[TASK MATERIAL]
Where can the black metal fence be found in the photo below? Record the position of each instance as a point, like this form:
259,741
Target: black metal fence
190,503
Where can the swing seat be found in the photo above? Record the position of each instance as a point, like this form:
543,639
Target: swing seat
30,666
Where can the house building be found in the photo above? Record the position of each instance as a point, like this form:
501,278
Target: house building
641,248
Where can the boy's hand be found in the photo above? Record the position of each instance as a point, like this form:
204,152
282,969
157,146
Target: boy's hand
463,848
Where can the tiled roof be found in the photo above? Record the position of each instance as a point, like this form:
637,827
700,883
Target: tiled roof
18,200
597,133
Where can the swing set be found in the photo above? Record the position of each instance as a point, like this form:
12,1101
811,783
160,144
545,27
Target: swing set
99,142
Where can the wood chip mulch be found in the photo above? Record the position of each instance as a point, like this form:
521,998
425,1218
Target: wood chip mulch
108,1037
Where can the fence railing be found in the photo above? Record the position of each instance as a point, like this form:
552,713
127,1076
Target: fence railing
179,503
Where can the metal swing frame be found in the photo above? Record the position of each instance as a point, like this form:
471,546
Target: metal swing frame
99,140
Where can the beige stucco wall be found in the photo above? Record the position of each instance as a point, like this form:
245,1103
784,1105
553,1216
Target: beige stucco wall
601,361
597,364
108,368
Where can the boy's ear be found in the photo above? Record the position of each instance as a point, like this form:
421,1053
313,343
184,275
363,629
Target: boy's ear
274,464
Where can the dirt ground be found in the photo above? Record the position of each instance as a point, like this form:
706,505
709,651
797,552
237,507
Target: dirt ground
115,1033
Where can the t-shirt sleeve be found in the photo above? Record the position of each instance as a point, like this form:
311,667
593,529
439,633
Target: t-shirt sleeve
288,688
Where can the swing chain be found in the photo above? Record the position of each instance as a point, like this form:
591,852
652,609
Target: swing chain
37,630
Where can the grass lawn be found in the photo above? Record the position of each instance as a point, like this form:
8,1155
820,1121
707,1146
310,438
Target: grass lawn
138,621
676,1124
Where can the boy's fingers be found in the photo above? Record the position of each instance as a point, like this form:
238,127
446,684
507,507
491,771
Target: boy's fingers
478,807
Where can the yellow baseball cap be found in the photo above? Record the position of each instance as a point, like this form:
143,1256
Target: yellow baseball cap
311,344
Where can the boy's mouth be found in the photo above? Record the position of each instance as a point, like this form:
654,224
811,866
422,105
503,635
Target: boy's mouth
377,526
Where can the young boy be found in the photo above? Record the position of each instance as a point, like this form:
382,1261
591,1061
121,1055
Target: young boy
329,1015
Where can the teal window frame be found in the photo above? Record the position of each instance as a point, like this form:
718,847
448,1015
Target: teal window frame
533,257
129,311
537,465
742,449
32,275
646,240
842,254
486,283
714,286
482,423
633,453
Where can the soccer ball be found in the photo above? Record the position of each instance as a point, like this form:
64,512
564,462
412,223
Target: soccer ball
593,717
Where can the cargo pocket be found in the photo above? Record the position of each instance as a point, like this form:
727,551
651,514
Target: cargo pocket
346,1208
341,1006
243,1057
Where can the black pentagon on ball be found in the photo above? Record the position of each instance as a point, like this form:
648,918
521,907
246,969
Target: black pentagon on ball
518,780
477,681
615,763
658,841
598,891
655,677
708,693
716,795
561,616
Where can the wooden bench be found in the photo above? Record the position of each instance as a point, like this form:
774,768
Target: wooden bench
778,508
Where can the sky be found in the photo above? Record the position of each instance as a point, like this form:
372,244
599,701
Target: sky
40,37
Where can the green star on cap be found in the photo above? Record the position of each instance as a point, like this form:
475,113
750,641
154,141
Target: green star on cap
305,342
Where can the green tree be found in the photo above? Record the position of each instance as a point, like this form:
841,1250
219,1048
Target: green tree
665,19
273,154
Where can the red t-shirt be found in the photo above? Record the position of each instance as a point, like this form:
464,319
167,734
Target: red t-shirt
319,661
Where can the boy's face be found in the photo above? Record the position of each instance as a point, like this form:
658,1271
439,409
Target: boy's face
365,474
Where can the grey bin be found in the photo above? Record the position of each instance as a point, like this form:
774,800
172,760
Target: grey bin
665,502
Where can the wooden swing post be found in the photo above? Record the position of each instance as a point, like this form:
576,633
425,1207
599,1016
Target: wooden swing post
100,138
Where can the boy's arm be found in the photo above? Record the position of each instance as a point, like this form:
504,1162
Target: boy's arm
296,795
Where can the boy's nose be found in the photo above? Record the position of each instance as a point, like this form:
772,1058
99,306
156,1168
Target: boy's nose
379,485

[EXERCISE BRIEF] Lines from the start of the material through the line containing "Where can the boy's ear" are wanted. Write them out exactly.

[EXERCISE SOLUTION]
Where can the black metal fence be found in the photo below? Record the position of each instance as a point, like this form:
259,741
Target: black metal fence
190,503
Where can the swing seat be found in the photo above? Record the position of each instance as a point, like this form:
543,639
Target: swing seat
30,666
Where can the house building be found in the photo above? Record the position of each instance as a point, like this form:
501,278
Target: house building
641,248
Where can the boy's hand be found in the photo above? Record the position of each instance as a point, like this form:
204,152
282,969
157,146
Target: boy's hand
463,848
Where can the tiled roof be found in the photo above? Record the position of each instance as a point, like this form:
637,827
700,883
Target: tiled roof
18,200
597,133
Where can the swing set be found in the photo above? Record the position of each instance as a point, like this form:
12,1101
811,783
160,144
545,27
Target: swing set
99,142
Where can the wood chip mulch be found in the photo above? Record the position of each instance as a point, like this form:
521,998
425,1218
Target: wood chip mulch
108,1037
Where can the fence railing be found in the photo above? Record the position of each instance as a point, like this form:
552,713
127,1076
Target: fence railing
179,503
Where can the metal swing frame be found in the photo above? Record the position of each instance as a point, like this form:
471,546
Target: metal swing frame
99,140
Where can the beige stucco wall be found in the photo above? Record the position of each instance as a point, like this form:
245,1103
784,1105
553,1216
Target: beige stucco wall
601,361
597,364
108,368
Where can the boy's ear be found in the photo above? Record the position of each instance as a point, like this form:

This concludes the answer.